Input data:

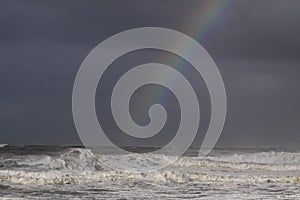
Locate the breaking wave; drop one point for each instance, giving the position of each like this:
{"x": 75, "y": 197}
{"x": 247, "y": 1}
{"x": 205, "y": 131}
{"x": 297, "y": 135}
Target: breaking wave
{"x": 81, "y": 165}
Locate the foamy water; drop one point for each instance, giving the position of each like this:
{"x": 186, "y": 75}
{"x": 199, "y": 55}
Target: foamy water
{"x": 77, "y": 173}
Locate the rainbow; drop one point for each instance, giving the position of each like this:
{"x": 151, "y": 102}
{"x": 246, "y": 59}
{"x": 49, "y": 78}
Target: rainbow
{"x": 198, "y": 23}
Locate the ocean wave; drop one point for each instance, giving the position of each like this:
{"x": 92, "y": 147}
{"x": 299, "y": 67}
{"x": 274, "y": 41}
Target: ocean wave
{"x": 82, "y": 165}
{"x": 84, "y": 159}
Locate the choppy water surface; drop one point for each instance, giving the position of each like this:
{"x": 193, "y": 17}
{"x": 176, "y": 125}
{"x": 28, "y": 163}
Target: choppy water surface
{"x": 77, "y": 173}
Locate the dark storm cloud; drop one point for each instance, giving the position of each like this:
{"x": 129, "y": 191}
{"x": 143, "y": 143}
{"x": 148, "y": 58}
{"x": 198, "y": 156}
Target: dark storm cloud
{"x": 254, "y": 43}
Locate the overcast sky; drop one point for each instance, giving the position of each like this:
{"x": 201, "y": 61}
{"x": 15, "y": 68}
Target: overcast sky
{"x": 255, "y": 45}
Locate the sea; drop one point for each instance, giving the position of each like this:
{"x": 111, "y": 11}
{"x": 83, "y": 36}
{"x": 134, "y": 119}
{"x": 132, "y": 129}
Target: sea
{"x": 43, "y": 172}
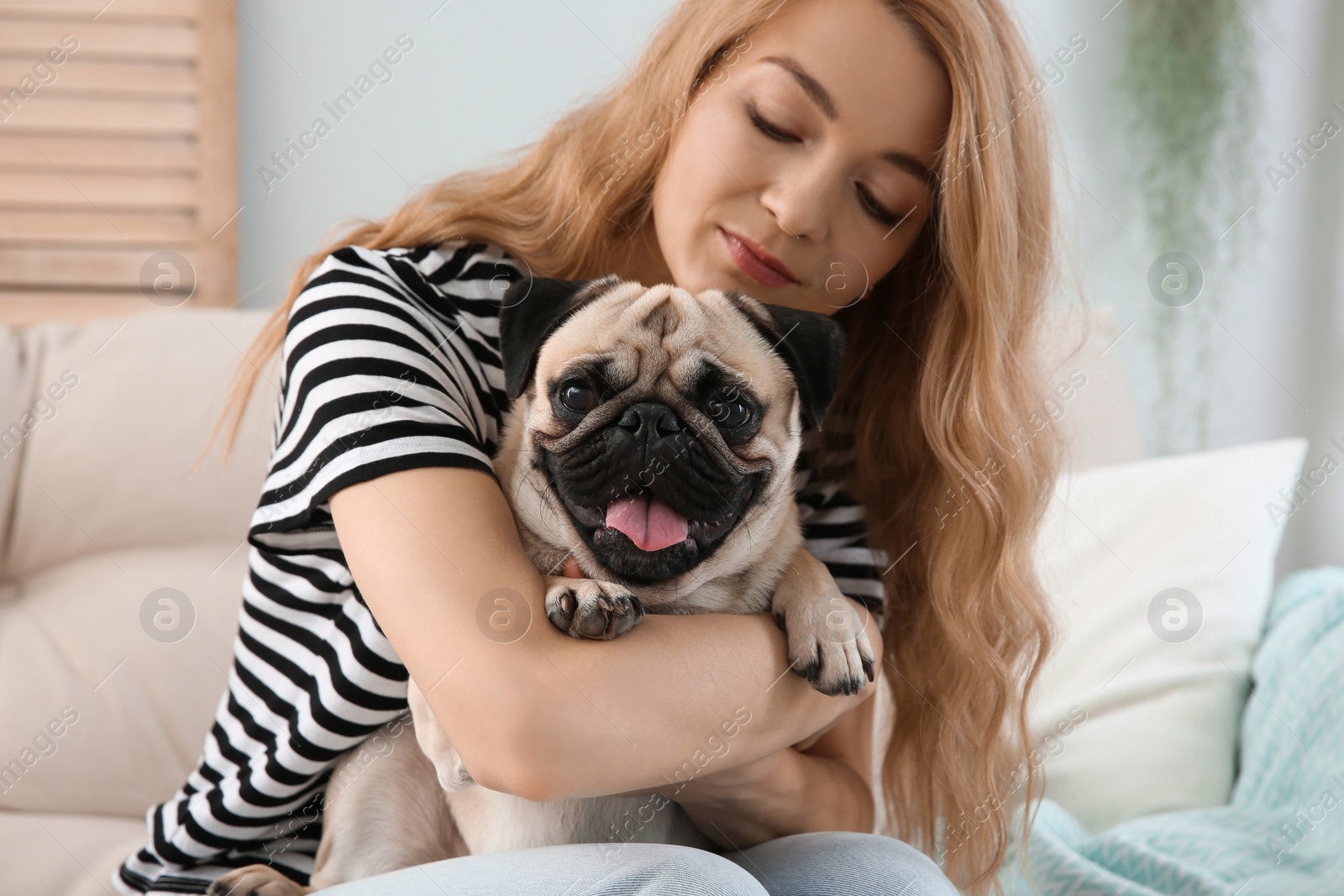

Activity: Every record must be set down again exactly; pictures do not belong in the copy.

Written answer:
Locate the breaking wave; drop one point for each instance, giving the position of each like this:
{"x": 75, "y": 197}
{"x": 247, "y": 1}
{"x": 205, "y": 131}
{"x": 297, "y": 135}
Target: breaking wave
{"x": 81, "y": 165}
Locate the foamy water; drop one point for each instance, giving the position of each like this:
{"x": 186, "y": 75}
{"x": 199, "y": 55}
Target: foamy water
{"x": 77, "y": 173}
Locate the rainbow; drop one point for each instance, giving the position of each like this:
{"x": 151, "y": 102}
{"x": 246, "y": 59}
{"x": 49, "y": 78}
Target: rainbow
{"x": 198, "y": 23}
Locate the ocean wave; drop one point for each instance, giving the position of each like this:
{"x": 92, "y": 147}
{"x": 299, "y": 67}
{"x": 274, "y": 41}
Target: ocean wave
{"x": 82, "y": 165}
{"x": 84, "y": 159}
Locate the choppy water surface; drop one point for each instance, giving the position of each like this:
{"x": 193, "y": 17}
{"x": 176, "y": 125}
{"x": 28, "y": 163}
Target: choppy water surface
{"x": 77, "y": 173}
Locate the dark storm cloud; drop one point for each instance, giving the position of each like this:
{"x": 129, "y": 191}
{"x": 143, "y": 143}
{"x": 148, "y": 58}
{"x": 198, "y": 156}
Target: dark storm cloud
{"x": 254, "y": 43}
Locate the overcast sky; drop one point for each instance, giving the position of each like this:
{"x": 201, "y": 61}
{"x": 15, "y": 68}
Target: overcast sky
{"x": 255, "y": 45}
Locate the sea; drop one point for each instance, giving the position of each like this:
{"x": 111, "y": 11}
{"x": 83, "y": 36}
{"x": 134, "y": 119}
{"x": 132, "y": 129}
Target: sea
{"x": 43, "y": 172}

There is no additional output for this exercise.